═════ Records ═════

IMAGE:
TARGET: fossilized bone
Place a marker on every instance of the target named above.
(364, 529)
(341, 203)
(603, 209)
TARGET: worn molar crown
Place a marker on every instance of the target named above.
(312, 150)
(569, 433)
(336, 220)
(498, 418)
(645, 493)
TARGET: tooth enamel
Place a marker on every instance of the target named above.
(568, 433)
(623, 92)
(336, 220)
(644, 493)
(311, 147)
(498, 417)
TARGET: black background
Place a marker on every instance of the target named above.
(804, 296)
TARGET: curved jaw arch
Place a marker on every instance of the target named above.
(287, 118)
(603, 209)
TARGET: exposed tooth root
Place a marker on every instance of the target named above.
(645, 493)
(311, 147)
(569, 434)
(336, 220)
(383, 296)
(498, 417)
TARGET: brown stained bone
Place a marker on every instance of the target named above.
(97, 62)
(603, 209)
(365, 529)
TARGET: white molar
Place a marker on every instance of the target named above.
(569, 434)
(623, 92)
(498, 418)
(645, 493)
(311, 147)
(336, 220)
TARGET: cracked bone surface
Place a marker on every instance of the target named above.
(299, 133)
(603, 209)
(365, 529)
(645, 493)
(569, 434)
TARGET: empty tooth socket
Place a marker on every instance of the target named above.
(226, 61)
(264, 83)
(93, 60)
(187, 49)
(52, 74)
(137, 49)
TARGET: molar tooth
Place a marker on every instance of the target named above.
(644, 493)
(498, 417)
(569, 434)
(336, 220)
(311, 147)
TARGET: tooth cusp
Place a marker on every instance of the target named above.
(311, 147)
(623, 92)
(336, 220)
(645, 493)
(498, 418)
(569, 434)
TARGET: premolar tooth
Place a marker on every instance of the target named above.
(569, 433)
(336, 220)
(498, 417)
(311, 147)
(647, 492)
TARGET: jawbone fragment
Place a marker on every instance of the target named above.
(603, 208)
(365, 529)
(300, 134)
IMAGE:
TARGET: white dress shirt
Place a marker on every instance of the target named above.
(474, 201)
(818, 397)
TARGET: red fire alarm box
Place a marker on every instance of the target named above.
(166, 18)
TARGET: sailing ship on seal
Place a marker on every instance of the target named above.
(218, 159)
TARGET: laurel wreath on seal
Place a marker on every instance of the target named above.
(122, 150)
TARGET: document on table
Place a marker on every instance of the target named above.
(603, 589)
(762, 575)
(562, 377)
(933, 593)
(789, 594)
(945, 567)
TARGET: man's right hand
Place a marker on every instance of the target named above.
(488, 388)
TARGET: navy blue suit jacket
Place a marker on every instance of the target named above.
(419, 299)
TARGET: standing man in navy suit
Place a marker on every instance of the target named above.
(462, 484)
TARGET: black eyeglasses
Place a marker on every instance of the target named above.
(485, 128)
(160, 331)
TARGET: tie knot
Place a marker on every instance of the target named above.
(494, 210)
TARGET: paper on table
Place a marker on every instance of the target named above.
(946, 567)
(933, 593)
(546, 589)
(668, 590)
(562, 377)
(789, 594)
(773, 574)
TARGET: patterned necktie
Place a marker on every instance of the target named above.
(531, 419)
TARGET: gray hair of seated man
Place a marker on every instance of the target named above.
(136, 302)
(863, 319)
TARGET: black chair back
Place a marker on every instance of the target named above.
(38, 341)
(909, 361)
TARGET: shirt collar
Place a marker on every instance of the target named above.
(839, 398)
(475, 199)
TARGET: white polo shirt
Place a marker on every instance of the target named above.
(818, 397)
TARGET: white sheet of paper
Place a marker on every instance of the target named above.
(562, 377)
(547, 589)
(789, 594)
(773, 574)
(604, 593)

═════

» Instructions to follow
Reproduce the data exactly, omitting nothing.

» Exercise response
IMAGE:
TARGET: fossilized bone
Place a marker on every instance of the target named above.
(364, 529)
(341, 203)
(603, 209)
TARGET: worn molar crown
Place a marker on every instance of the target named above.
(312, 150)
(569, 433)
(336, 220)
(498, 418)
(645, 493)
TARGET: tooth enamel
Place a marker on every instance of the target named above.
(568, 433)
(623, 92)
(336, 220)
(644, 493)
(311, 147)
(498, 417)
TARGET: black background
Place a marker on every instance of the target named above.
(804, 296)
TARGET: curved jaw arch
Place a marker on every instance of the target named above.
(287, 118)
(603, 209)
TARGET: exposed tooth root
Place a marker on every instance of the target named above.
(645, 493)
(311, 147)
(569, 434)
(336, 220)
(383, 296)
(498, 417)
TARGET: brown stained bone
Place a marker on every instance of the target named above.
(97, 62)
(603, 209)
(365, 529)
TARGET: white molar
Place a marker on every instance of the target named above.
(569, 434)
(623, 92)
(498, 418)
(645, 493)
(311, 147)
(336, 220)
TARGET: cracked bone surface
Place a marker on every instance of the target named above.
(299, 133)
(603, 209)
(365, 529)
(645, 493)
(569, 434)
TARGET: empty tooth socket
Place a marker on every instance of the target named above.
(226, 61)
(264, 83)
(93, 60)
(187, 49)
(52, 74)
(137, 49)
TARGET: molar tooth
Place a marker on every instance of the target named above.
(644, 493)
(498, 417)
(569, 434)
(336, 220)
(311, 147)
TARGET: tooth cusp
Place a marker on every instance of the target named above.
(311, 147)
(623, 92)
(336, 220)
(645, 493)
(498, 418)
(569, 434)
TARGET: premolar tooth
Place a marker on every instance of the target named above.
(569, 433)
(336, 220)
(498, 417)
(311, 147)
(647, 492)
TARGET: jawbone fragment
Place a marker on every instance of the target named above.
(603, 208)
(365, 529)
(300, 134)
IMAGE:
TARGET: white dress shirt
Place a marker on every instance of the target named above.
(474, 201)
(818, 397)
TARGET: red fire alarm box
Place a marker on every instance of the target named above.
(166, 18)
TARGET: sailing ship on seal
Place a marker on every instance of the target named above.
(218, 159)
TARGET: laurel wreath on seal
Place a marker on every instance of the target named above.
(122, 150)
TARGET: document on table
Place a marker on every instance of the target named above.
(603, 589)
(762, 575)
(562, 377)
(933, 593)
(789, 594)
(945, 567)
TARGET: man's right hand
Place a marker on every instance of the target named above.
(488, 388)
TARGET: navy blue suit jacket
Place a marker on every instance of the target named above.
(419, 299)
TARGET: standing man in navy suit
Place a marker on every instance of the target named above.
(462, 484)
TARGET: black eyeglasses
Place a marker on every instance of the target named above.
(485, 128)
(160, 331)
TARGET: tie knot
Place a marker on every instance of the target named above.
(494, 210)
TARGET: paper on table
Place a marker on every instance of the target named above.
(946, 567)
(933, 593)
(546, 589)
(668, 590)
(562, 377)
(789, 594)
(773, 574)
TARGET: patterned necktie
Place a marker on every instance of the target named above.
(531, 419)
TARGET: gray hair of seated man
Place a marker on every instance of the target named above.
(136, 302)
(863, 319)
TARGET: black chair back
Place a marker on every instance of the target named above.
(38, 341)
(909, 361)
TARGET: shirt collar
Place a marker on every instance of the target named above.
(839, 398)
(475, 199)
TARGET: white polo shirt
Place a marker on every instance of the target named above.
(818, 397)
TARGET: white sheet of paper
Place a marker on every instance of the target named above.
(562, 377)
(547, 589)
(789, 594)
(773, 574)
(604, 593)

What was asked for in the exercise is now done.